Well, it’s been a rough year but I’m happy to report that there’s finally some good news. For me. “Glasses wearers less likely to get COVID, study says.” Oh, joy! Hooray! This is absolutely great news for me and other glasses wearers. Nerd immunity y’all! Yep, no need to continue reading past the headline! I definitely don’t need to click the link to the study, and then read it in full, and then find significant issues with it that I believe invalidate the conclusions.
Dear god why must I ruin everything?
Okay. So, this is not the first time we’ve heard something like this. Doctors in China last summer noticed that not many of their COVID patients wore glasses, so like good little scientists they did not trust their own biased experiences and instead looked at the data. This past September, they published their results: sure enough, out of 276 COVID patients they found that only 5.8% wore eyeglasses, compared to 31.5% of the general population. That’s a pretty big difference!
However, the authors point out that they weren’t able to make definitive recommendations based on this one study. It may be that eyeglasses lower your chance of contracting COVID, maybe because they make it so that you’re less likely to touch your eyes (after touching a surface with COVID on it) or it may be that it’s less likely for COVID particulates sneezed or coughed or breathed out by someone to land on your eyeball, where they can then travel into your nose and lungs. I mean, there’s a reason that a well-equipped medical professional who is dealing directly with a COVID patient wears goggles and/or a face shield in addition to their mask: the eyes are a definite possible entry point for nasty things to get in your body.
So it could be that, OR it could be that rich people are more likely to be able to afford glasses and they’re also more likely to be able to quarantine properly and not even be exposed to COVID. OR it could be that older people are more likely to wear glasses, and those people are also more likely to take quarantine seriously and avoid exposure to the virus.
The researchers suggested that future research follow up on those things to drill down on exactly why they got the results they got.
Well! Scientists in India heard the call and they answered with this study published this month: Risk of Corona virus disease 2019 (COVID-19) among spectacles wearing population of Northern India. And while they did find that, and I quote, “The present study showed that the risk of Covid-19 was about 2-3 times less in spectacles wearing population than the population not wearing those. The nasolacrimal duct may be a route of virus transmission from conjunctival sac to the nasopharynx,” when you actually read the study like the tremendous dork that I am you learn that they did not bother to improve upon the Chinese study at all and in fact fucked up new things.

+ + +

According to the text about glasses and COVID, what percentage of the 276 COVID patients in the study by doctors in China wore eyeglasses?

Stored data entries
+ + +

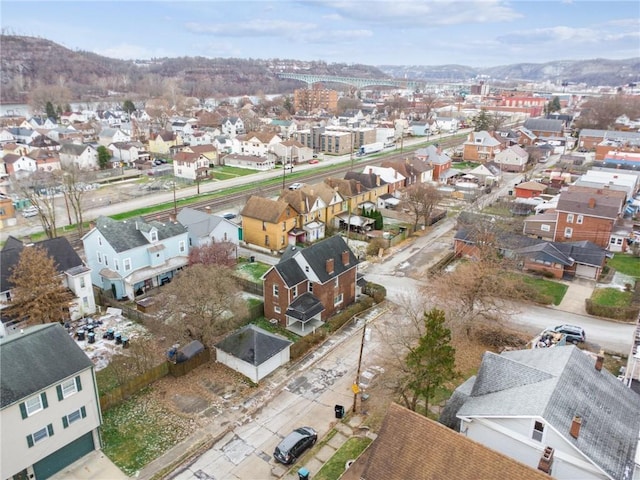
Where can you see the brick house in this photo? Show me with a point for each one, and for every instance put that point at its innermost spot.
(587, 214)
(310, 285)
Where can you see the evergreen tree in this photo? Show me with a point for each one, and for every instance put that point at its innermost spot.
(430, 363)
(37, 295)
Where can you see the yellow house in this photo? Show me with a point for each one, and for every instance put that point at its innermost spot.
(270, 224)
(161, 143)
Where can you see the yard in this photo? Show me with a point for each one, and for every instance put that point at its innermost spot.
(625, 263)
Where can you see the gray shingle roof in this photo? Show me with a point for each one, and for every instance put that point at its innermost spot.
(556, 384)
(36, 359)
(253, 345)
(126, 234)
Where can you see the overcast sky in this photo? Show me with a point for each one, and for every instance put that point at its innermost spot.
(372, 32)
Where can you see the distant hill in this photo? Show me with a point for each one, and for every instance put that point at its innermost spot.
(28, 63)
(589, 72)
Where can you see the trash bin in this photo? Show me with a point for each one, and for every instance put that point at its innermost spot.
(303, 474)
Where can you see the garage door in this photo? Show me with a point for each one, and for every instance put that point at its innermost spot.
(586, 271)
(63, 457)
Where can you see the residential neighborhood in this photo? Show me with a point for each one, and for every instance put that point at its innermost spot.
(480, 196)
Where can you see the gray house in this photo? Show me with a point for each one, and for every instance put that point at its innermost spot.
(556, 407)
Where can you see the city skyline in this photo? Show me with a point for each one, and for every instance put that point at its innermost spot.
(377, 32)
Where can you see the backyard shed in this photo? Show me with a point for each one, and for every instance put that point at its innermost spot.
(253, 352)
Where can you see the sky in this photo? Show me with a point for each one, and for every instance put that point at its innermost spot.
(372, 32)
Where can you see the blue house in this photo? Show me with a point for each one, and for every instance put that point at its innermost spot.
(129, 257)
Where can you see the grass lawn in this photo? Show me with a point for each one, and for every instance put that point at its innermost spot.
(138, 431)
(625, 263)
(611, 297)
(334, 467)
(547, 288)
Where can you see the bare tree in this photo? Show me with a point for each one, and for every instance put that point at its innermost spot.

+ + +

RESPONSE TO THE TASK:
5.8%